◆ Text provided
* * * * * * * * *

Drummers! Which amps do you use for best Timing & Dynamics?

Many audio systems fail to deliver a really tight groove with correct dynamics and rock solid timing. The timing must be coherent from lows to highs as well. Some amps time well in the mids but lag behind in the bass. The amp must be lush or free of any hardness at the same time as well.

Please share your choices for amps , sources and speakers. 

In my case I am looking for great low volume performance, huge soundstage that opens up in direction to the listener, and the tight groove of course. Speaker efficiency 88db, minimum impedance 3Ohm.

I have the impression that amps which double into 4 ohm, have zero negative feedback and have high idle power consumption are the best for high current low volume performance.

I also prefer single solid core cables for best timing.

Price up to 5k used.

As bang for buck reference I want to mention the Kinki EX M1 integrated or M7 power amp which has excellent low volume performance and timing. It is slightly lean, cool mechanical and I am interested in other alternatives ( neutral or warm)

Oh and a very important aspect in hifi is immediacy.

So no class D. Class D is like a super fast and powerful jet plane but it loses against a motorbike the first few feet...
The Cary Audio solid state model SA 200.2 ES is the most dynamic amp I have owned.  Even with less than sensitive speakers. I think it is  little over $4k new from Cary Direct.  Blistering fast.

* * * * * * * * *

◆ Stored records
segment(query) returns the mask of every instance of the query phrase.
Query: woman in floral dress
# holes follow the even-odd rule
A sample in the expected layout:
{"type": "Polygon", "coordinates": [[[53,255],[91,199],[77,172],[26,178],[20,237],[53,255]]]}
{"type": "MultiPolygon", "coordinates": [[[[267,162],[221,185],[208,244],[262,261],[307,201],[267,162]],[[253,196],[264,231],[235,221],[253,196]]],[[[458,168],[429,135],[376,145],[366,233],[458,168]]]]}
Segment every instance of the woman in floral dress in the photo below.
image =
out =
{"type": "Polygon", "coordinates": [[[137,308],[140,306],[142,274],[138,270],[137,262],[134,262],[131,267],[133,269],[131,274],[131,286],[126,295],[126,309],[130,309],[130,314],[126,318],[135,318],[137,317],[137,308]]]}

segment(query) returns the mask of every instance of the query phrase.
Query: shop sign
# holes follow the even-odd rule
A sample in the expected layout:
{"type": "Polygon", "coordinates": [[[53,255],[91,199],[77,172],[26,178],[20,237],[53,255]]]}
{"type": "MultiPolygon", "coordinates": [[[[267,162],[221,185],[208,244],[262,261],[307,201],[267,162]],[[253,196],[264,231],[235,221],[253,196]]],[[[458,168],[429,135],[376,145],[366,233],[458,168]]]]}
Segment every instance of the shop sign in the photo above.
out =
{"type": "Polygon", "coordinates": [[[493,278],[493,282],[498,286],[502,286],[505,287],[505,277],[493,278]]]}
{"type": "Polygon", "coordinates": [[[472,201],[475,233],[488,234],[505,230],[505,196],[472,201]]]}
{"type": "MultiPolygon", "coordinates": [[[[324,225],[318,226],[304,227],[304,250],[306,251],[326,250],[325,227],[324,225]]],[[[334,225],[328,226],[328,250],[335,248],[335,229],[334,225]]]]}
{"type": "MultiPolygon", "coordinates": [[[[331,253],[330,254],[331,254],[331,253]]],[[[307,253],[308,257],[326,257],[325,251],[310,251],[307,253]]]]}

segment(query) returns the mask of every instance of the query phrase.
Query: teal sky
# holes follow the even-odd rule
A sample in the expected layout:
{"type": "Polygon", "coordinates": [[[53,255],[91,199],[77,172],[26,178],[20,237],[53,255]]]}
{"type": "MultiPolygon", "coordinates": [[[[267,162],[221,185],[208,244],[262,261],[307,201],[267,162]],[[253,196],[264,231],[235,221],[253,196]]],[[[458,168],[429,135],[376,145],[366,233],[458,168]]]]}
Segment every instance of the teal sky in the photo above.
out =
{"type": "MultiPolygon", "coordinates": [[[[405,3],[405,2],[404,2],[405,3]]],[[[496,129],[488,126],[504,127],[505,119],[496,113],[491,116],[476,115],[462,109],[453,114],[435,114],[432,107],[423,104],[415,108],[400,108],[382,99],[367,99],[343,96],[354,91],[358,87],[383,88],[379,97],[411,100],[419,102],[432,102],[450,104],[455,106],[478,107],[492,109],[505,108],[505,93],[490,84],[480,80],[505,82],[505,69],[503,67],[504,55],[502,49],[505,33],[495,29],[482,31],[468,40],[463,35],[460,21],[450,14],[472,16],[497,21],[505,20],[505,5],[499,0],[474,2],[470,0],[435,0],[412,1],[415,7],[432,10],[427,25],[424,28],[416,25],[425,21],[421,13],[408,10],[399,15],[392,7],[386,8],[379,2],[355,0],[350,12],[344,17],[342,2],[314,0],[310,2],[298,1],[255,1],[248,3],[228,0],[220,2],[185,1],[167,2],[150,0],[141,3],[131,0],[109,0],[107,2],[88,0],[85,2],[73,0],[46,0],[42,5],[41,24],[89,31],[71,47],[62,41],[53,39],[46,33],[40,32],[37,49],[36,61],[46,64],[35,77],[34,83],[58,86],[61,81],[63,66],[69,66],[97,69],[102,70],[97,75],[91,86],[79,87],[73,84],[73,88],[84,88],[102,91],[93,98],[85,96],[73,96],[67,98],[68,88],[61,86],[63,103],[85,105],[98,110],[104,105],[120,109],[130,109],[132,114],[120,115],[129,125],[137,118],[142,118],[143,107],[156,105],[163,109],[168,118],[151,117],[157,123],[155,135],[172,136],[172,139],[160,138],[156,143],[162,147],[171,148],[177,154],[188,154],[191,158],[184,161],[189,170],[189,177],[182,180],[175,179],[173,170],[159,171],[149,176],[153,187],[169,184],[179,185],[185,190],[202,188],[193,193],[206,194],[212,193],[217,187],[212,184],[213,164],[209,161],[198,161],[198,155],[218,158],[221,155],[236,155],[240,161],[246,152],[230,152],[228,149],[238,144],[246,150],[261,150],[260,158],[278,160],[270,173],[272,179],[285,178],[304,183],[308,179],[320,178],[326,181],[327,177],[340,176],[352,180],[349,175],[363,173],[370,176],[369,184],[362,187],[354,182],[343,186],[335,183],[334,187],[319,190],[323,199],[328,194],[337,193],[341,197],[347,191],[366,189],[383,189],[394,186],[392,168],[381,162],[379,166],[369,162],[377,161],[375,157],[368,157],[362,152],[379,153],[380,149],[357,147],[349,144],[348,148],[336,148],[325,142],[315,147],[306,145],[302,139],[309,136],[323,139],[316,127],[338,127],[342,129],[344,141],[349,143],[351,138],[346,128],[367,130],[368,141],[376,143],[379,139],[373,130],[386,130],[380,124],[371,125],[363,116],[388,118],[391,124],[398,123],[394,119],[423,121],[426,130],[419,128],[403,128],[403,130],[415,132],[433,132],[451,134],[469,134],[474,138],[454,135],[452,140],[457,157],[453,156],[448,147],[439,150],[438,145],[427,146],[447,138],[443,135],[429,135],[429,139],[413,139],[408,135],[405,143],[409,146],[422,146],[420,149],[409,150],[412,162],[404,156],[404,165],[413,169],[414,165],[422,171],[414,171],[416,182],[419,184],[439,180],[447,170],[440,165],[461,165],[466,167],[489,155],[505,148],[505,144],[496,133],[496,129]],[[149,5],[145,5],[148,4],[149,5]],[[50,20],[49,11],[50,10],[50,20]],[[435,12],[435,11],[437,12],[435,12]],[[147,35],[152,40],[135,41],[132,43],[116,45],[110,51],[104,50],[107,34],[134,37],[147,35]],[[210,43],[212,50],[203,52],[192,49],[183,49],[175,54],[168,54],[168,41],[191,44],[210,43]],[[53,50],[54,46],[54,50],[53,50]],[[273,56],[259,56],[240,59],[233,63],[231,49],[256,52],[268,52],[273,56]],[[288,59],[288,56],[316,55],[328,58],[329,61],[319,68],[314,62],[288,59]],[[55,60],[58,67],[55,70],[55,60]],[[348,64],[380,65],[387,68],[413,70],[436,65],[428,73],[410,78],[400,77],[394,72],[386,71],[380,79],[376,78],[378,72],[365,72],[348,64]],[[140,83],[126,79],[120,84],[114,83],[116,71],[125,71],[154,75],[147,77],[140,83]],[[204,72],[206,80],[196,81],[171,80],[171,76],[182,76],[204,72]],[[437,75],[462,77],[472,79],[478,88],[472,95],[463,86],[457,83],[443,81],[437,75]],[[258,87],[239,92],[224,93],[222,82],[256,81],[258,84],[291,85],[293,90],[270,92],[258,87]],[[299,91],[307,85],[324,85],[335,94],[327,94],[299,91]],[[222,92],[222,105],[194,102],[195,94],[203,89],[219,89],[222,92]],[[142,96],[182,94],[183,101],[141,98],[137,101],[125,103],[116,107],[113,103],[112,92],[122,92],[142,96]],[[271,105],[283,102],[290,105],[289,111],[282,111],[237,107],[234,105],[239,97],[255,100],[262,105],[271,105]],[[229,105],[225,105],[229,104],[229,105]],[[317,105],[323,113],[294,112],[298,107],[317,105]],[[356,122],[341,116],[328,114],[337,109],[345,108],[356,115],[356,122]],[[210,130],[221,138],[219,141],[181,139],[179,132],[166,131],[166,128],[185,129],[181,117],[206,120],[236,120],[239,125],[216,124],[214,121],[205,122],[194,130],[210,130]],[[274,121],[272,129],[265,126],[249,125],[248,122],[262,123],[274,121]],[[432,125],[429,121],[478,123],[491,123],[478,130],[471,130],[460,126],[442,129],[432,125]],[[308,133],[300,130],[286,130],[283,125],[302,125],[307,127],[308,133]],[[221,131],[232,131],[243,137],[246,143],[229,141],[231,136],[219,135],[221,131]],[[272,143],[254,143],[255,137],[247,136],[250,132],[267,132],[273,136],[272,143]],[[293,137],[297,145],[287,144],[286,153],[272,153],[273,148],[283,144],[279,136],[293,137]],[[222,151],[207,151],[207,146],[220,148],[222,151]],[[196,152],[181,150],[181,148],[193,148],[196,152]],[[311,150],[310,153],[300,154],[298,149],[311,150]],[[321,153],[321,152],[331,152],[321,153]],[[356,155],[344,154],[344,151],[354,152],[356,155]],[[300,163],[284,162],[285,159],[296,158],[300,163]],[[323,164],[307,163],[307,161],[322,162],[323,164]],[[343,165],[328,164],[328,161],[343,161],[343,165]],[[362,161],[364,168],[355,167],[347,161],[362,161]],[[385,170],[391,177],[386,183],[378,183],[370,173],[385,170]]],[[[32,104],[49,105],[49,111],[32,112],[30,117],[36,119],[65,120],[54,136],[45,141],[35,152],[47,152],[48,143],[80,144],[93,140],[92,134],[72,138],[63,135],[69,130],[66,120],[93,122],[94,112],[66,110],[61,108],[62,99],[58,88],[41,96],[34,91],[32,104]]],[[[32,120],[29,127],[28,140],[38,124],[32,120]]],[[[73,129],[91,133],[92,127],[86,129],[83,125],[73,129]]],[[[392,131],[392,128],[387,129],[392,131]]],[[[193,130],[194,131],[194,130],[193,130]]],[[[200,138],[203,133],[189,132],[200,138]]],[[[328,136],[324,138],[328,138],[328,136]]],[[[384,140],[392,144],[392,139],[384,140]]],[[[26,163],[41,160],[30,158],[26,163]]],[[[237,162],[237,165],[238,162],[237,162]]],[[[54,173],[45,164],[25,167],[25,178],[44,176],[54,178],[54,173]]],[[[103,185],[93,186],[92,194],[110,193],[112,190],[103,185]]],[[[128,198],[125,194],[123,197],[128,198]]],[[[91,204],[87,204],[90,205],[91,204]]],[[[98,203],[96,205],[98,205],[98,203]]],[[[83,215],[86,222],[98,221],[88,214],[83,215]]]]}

* * * * * * * * *

◆ Work to do
1. Using the amp post, explain in one to three sentences why the writer rules out class D amplifiers.
2. Please answer these about the amp post:
(a) What speaker efficiency does the writer give?
(b) What price limit does the writer set?
(c) Which Cary Audio model is called the most dynamic amp its owner has had?
The records have no connection to the text.

◆ Answers to each task
1. The writer considers immediacy a very important aspect of hi-fi and rules out class D on that basis. The post compares class D to a super fast and powerful jet plane that still loses to a motorbike over the first few feet.

2.
(a) 88db
(b) Up to 5k used
(c) The solid state SA 200.2 ES